Quote all of the material below word for word, without any changes.
※
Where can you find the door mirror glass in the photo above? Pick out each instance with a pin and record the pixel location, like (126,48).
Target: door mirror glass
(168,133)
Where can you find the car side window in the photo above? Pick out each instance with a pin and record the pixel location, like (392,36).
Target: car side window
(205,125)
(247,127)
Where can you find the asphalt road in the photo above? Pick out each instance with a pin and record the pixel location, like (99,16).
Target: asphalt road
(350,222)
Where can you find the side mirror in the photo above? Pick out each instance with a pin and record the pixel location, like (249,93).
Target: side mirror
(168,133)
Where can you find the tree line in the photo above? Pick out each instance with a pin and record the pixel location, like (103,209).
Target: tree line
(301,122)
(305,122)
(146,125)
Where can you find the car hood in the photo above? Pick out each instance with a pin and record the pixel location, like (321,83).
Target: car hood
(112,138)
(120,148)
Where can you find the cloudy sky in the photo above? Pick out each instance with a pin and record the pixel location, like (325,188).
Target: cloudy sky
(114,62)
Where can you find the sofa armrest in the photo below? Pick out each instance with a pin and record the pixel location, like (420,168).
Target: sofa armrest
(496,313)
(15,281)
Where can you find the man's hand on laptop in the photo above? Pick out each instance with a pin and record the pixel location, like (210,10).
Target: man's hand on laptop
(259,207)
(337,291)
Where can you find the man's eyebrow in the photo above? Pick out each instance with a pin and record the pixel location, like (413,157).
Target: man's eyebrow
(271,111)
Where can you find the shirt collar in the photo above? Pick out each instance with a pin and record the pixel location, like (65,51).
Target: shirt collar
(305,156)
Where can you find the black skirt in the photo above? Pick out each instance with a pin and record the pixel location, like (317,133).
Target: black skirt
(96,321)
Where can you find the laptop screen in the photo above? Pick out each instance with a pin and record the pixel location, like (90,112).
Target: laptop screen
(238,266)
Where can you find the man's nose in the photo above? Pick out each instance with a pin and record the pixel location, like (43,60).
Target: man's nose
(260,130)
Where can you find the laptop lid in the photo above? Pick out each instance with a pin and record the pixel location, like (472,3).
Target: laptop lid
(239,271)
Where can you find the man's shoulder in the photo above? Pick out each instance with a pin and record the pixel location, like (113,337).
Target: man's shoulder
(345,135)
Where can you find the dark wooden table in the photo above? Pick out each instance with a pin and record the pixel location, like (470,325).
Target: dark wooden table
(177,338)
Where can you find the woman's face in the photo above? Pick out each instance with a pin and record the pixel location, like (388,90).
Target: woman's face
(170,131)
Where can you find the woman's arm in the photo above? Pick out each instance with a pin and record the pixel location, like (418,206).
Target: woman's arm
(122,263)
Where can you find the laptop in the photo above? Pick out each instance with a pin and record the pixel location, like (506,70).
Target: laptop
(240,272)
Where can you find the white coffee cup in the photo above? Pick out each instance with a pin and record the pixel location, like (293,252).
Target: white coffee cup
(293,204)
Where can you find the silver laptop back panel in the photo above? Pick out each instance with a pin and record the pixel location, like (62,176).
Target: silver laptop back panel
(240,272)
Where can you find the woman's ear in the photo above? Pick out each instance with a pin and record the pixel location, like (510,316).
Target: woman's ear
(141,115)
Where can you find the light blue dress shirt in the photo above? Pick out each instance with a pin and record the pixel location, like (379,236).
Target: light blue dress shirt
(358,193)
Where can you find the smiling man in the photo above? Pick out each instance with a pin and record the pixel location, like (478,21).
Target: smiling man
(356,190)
※
_Result:_
Where can you find the door mirror glass in the photo above? Pick out each instance with a pin and record the pixel location, like (126,48).
Target: door mirror glass
(168,133)
Where can you find the car side window in the photo above? Pick out each instance with a pin and record the pixel location, like (392,36).
Target: car side window
(205,125)
(247,127)
Where can you find the asphalt road in the photo above? Pick out each instance with a pin and record the pixel location, like (99,16).
Target: asphalt road
(350,222)
Where can you find the side mirror in the photo above? Pick out each instance with a pin and record the pixel location, like (249,93).
Target: side mirror
(168,133)
Where can you find the tree line in the photo above? Pick out each instance with a pin and record the pixel location, like (103,209).
Target: tree line
(301,122)
(305,122)
(146,125)
Where can you find the car hood in the photo above? Pick out each instance with a pin and record the pixel location, like (321,83).
Target: car hood
(112,138)
(120,148)
Where can you find the cloudy sky in the photo above? Pick out each instance with a pin and record the pixel location, like (325,188).
Target: cloudy sky
(114,62)
Where can you find the sofa armrest in the photo below? Pick out each instance with a pin and record the pixel location, like (420,168).
Target: sofa armrest
(496,313)
(15,281)
Where can you find the man's hand on laptop in the photo above? Pick out each instance with a pin and record the pixel location, like (210,10).
Target: man's hand on laptop
(259,207)
(337,291)
Where can you find the man's eyebrow in the photo above? Pick out each instance with a pin and record the pixel location, like (413,157).
Target: man's eyebrow
(271,111)
Where can you find the shirt collar in the photo above? Pick out each instance with a pin and record the pixel location, like (65,51).
Target: shirt collar
(305,156)
Where can you find the black skirt in the photo above? Pick out each instance with a pin and record the pixel location, like (317,133).
Target: black skirt
(96,321)
Where can you find the laptop screen in the photo above? Pick out each instance with a pin and record the pixel location, like (90,112).
Target: laptop screen
(238,266)
Where can you find the man's nose in the photo above? Pick out each instance with a pin and record the pixel location, like (43,60).
Target: man's nose
(260,130)
Where can you find the laptop lid in the photo above? Pick out each instance with a pin and record the pixel location, like (472,3).
Target: laptop lid
(239,271)
Where can you find the man's shoulder in the photo above? Pick out each instance with a pin and record the pixel location, like (113,337).
Target: man's shoulder
(345,135)
Where can you find the dark wooden table in the photo above? Pick out each instance with a pin and record the pixel location, like (470,325).
Target: dark wooden table
(177,338)
Where can you find the woman's face in the photo above? Pick out each instance with a pin and record the pixel location, like (388,90).
Target: woman's face
(170,131)
Where can you find the woman's arm in the photo above? Pick out each instance with a pin and record the pixel location, like (418,206).
Target: woman's arm
(122,263)
Where can you find the laptop in the photo above? Pick out each instance with a pin and record the pixel location, like (506,70).
Target: laptop
(240,272)
Where can you find the white coffee cup in the photo above? Pick out each instance with a pin and record the pixel location, like (293,252).
Target: white coffee cup
(293,204)
Where can you find the silver laptop back panel in the photo above? Pick out each instance with a pin and record the pixel location, like (62,176).
Target: silver laptop back panel
(240,272)
Where can you find the woman's ear in the photo above? Pick out each instance with a pin and record the pixel location, like (510,316).
Target: woman's ear
(141,115)
Where can you find the light blue dress shirt in the photo above? Pick out each instance with a pin and record the pixel location, like (379,236).
Target: light blue dress shirt
(358,193)
Where can you find the smiling man in the photo above? Pick out each instance with a pin and record the pixel location, like (478,21).
Target: smiling man
(356,190)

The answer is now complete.